DIRECTIONS:
Copy out every line of the entries that follow without alteration, omitting the pictures.

Dataset excerpts on object pointing
········
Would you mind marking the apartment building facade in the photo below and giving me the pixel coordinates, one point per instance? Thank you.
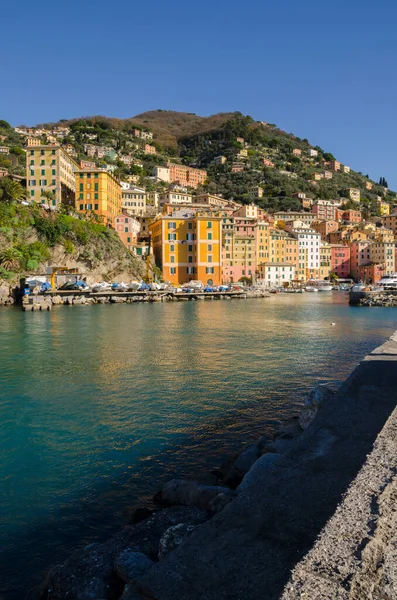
(50, 169)
(98, 192)
(187, 246)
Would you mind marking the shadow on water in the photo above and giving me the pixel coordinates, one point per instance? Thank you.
(87, 520)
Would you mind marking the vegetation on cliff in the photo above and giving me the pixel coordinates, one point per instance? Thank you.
(32, 238)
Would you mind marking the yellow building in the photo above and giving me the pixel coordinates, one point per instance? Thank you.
(262, 241)
(98, 192)
(187, 246)
(384, 209)
(325, 260)
(283, 248)
(50, 169)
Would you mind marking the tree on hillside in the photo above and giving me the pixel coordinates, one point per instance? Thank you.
(12, 191)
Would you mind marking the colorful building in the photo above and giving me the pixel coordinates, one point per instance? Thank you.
(238, 248)
(370, 273)
(186, 175)
(128, 229)
(276, 274)
(340, 260)
(352, 216)
(50, 169)
(325, 260)
(98, 192)
(187, 246)
(324, 228)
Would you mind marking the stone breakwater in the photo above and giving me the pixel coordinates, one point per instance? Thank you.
(309, 514)
(47, 301)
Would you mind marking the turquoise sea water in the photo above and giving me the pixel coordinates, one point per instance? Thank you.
(101, 404)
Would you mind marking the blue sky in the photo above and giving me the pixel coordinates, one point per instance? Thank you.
(321, 70)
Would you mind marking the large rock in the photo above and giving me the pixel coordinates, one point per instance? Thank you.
(90, 573)
(173, 537)
(130, 565)
(189, 493)
(243, 462)
(320, 396)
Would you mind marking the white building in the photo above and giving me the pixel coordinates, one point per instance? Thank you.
(276, 274)
(161, 173)
(174, 197)
(309, 249)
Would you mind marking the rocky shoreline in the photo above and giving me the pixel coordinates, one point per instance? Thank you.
(111, 570)
(47, 301)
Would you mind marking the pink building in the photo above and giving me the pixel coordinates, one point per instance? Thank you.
(352, 216)
(128, 229)
(340, 260)
(324, 210)
(359, 256)
(238, 248)
(371, 273)
(148, 149)
(268, 163)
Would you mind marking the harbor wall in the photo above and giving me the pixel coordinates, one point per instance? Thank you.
(313, 517)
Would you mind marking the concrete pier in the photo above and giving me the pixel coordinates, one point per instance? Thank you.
(250, 549)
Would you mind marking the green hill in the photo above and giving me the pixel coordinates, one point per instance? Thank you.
(196, 141)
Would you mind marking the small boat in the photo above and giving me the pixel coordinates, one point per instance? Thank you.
(102, 286)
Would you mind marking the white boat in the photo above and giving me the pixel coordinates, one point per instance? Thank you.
(388, 282)
(102, 286)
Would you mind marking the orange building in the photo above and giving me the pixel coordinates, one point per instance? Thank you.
(186, 176)
(98, 192)
(187, 245)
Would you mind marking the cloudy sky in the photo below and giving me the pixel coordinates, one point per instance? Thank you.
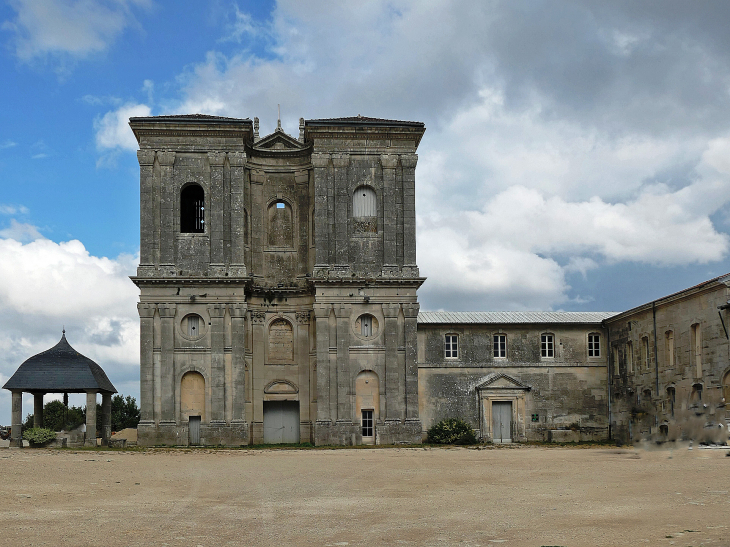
(577, 154)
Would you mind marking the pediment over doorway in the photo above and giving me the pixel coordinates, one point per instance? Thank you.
(499, 380)
(281, 387)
········
THE SOLUTION:
Would you mind marking the apartment building facade in the photo below and giving me the pixel coordinates, one point per instance? Thank you.
(50, 169)
(98, 192)
(187, 246)
Would you mind marking the shadow on water in the photo above and giving me the pixel coordinates, one point per instance? Thank you.
(87, 520)
Would you mind marking the vegetation on cliff in the photo above and giving me the pixel coordinates, one point per instance? Thank you.
(32, 238)
Would you mind marking the yellow building in the photo above and giving me the pixel coordinates, one point per instance? Thank you.
(262, 241)
(98, 192)
(187, 246)
(384, 209)
(325, 260)
(283, 248)
(50, 169)
Would you mind marking the tree on hillside in the photo above and giving me the pixel coordinates, one point per instance? Thank you.
(12, 191)
Would you mind marking the colorful building in the photo above and giving me the pixel coordinates, one point per instance? Thank you.
(238, 248)
(370, 273)
(186, 175)
(128, 229)
(276, 274)
(340, 260)
(352, 216)
(50, 169)
(325, 260)
(98, 192)
(187, 246)
(324, 228)
Would you mind marking the stone breakwater in the photo above and giving me the pixel coordinates, one point per instance? Thank you.
(309, 514)
(47, 301)
Would you mind marking the turquoise sea water in the photo above and giving me the pixel coordinates, one point per instance? Thank you.
(101, 404)
Would you mind marking the blue sky in the photo above and giving me the pixel coordinates, one point per instance? Thank you.
(321, 70)
Would you mind marking the large rock in the photo above and giving me the pixel coordinates, one point per instance? Thank you.
(90, 573)
(173, 537)
(130, 565)
(189, 493)
(243, 462)
(320, 396)
Would you mind marking the white building in the photo above and giving me the pixel coordinates, one point per instance? Thank you.
(276, 274)
(161, 173)
(174, 197)
(309, 249)
Would you mind marking the rocky shoreline in the photo above and giving me the pixel coordinates, one point per instance? Thank you.
(111, 570)
(47, 301)
Would you mind marking the pink building in the photo above and giving me the pixel coordinates, one point per instance? Thank you.
(352, 216)
(128, 229)
(340, 260)
(324, 210)
(359, 256)
(238, 248)
(371, 273)
(148, 149)
(268, 163)
Would you mind marking the harbor wall in the photo above and giving me the pixel coordinates, one point per instance? Thank you.
(313, 517)
Would you mind marking the concrete pier in the photo above and giving me the pixel coordinates, one point per instance? Thank you.
(250, 549)
Would you mind marking the green hill in the photo above and giving me the pixel coordinates, one point per instance? Thank you.
(196, 141)
Would you mind marking the small boat in the photo above and giving me the pixel coordinates, one point per instance? Thank you.
(102, 286)
Would you mind marking the white boat in the photo above and giving me the pixel coordinates, one point per instance? Thank you.
(388, 282)
(102, 286)
Would you mind marking the orange building in the photo above and giving me the pixel coordinates, one point per instance? Thank you.
(186, 176)
(98, 192)
(187, 245)
Would you mind marking the cloudy sky in the photo below and giving me the pixel coordinates, one point per instance? Thank you.
(577, 154)
Would you mind marking the pediment over doorway in the photo above and giving me the pixel coordinates, one point per instance? Thank you.
(499, 380)
(281, 387)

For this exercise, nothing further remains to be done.